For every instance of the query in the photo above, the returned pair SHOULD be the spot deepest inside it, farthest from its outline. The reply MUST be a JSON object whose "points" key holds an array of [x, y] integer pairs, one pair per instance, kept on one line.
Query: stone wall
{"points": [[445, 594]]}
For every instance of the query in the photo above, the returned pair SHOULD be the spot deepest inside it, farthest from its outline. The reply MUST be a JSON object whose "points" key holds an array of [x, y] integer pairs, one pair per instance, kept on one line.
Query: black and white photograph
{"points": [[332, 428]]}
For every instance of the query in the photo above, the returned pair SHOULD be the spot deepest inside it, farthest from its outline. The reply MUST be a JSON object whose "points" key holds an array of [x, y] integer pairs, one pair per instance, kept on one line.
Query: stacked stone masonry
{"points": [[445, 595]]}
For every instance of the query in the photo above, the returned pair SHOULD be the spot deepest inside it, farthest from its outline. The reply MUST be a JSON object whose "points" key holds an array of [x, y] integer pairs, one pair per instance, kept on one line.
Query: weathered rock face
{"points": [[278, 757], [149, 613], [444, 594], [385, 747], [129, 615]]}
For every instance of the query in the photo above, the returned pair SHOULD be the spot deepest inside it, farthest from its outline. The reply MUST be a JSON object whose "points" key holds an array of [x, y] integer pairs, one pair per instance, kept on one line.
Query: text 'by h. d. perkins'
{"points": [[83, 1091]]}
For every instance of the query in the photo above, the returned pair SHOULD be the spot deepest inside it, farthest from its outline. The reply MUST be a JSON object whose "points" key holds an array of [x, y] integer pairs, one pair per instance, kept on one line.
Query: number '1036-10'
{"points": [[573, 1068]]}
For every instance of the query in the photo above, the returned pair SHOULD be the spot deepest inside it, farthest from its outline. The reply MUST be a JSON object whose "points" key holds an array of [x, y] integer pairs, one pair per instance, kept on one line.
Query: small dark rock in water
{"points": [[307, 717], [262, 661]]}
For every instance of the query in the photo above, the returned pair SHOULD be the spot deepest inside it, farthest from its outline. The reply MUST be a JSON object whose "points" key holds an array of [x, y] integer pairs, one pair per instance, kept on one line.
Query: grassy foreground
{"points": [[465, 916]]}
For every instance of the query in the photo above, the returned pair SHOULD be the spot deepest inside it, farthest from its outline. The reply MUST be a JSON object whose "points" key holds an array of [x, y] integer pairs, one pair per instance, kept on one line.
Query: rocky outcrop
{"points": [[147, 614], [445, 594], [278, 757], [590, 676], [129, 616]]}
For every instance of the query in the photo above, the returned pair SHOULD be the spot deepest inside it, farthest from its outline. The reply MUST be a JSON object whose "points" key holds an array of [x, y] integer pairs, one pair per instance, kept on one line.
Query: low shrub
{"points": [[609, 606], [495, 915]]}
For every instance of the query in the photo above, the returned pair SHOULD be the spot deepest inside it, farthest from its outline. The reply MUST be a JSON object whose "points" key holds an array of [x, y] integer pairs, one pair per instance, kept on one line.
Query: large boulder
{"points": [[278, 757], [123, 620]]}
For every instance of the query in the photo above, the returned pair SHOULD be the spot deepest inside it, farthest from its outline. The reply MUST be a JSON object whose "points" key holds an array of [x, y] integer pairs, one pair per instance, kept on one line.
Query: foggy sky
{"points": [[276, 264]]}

====================

**Stated goal:** Reproduce the data shown above exactly.

**Result of the exercise:**
For every instance of the query in the photo above, the returned pair SHOULD be the spot deepest inside it, farthest from its outline. The reply MUST be a JSON object whose "points" key holds an array of [x, y] integer pairs, one pair per instance, kept on one line.
Query: stone wall
{"points": [[445, 594]]}
For every instance of the query in the photo above, the returned pair SHOULD be the spot deepest inside it, farthest from its outline. The reply MUST be a JSON object whose "points" key holds an array of [x, y] integer pairs, one pair per instance, kept on one line.
Query: black and white photograph
{"points": [[332, 428]]}
For every instance of the query in the photo above, the returned pair SHOULD be the spot deepest inside it, farthest from its outline. The reply MUST be a JSON object whose "points" key holds an array of [x, y] integer pairs, one pair per instance, kept on one line.
Query: stacked stone masonry
{"points": [[445, 595]]}
For every instance of the query in the photo above, the returned pair SHOULD be the spot deepest inside it, farthest from its outline. The reply MUST be a JSON object whose "points" key holds an array of [x, y] integer pairs, one pair per instance, kept on one line.
Query: weathered rock face
{"points": [[278, 757], [149, 613], [444, 594], [385, 747], [129, 615]]}
For every instance of the query in the photo above, the returned pair SHOULD be the spot deepest inside it, farthest from its outline. The reply MUST be a JSON object whose "points" key holds an array of [x, y] integer pairs, one pair per instance, kept on one line.
Query: text 'by h. d. perkins'
{"points": [[83, 1091]]}
For every instance of the query in the photo above, the returned pair SHOULD be the spot deepest inside it, farthest from its outline. The reply MUST be a JSON object whose "points" key holds an array of [x, y] integer pairs, one pair per instance, kept on one line.
Query: number '1036-10'
{"points": [[573, 1068]]}
For every instance of the query in the photo above, the returned pair SHOULD be the spot deepest inside it, farthest from its outline. The reply MUST be a JSON object whose "points" key holds an array of [x, y] integer pairs, one pair per instance, kept on one line.
Query: small dark rock in water
{"points": [[307, 717], [262, 661]]}
For every instance of the query in the photo above, the returned pair SHOULD be the spot deepest inside it, farthest from its outline. The reply MUST be a JSON object whose "points" key holds an array of [x, y] integer pairs, one pair per instance, kept on one line.
Query: grassy foreground
{"points": [[465, 916]]}
For every instance of the query in the photo above, the returned pair SHOULD be the spot deepest inside it, farthest from its outline. The reply MUST be a JSON object whose "points" key holds an array of [x, y] integer pairs, one pair per instance, kept on one line.
Query: rocky outcrop
{"points": [[147, 614], [445, 594], [278, 757], [590, 676], [129, 616]]}
For every instance of the query in the photo above, the returned pair SHOULD be the spot deepest inside it, farthest from its outline. The reply MUST be a JSON object whose "points" key holds an array of [x, y] integer pairs, one pair per instance, kept on one line.
Query: low shrub
{"points": [[609, 606], [495, 915]]}
For every instance of the query in the photo above, the returned pair SHOULD be the spot deepest inside it, farthest from its outline. The reply MUST be a JSON object whose "points" key holds an array of [x, y] integer pairs, one pair per instance, kept on one line.
Query: large boulder
{"points": [[278, 757], [123, 620]]}
For every instance of the query in the photo above, the returned pair SHOULD be the spot deepest inside it, farthest from its outline. The reply MUST be a JSON object whose "points" key holds an array of [x, y] integer pairs, one pair per instance, kept on one line.
Query: foggy sky
{"points": [[276, 264]]}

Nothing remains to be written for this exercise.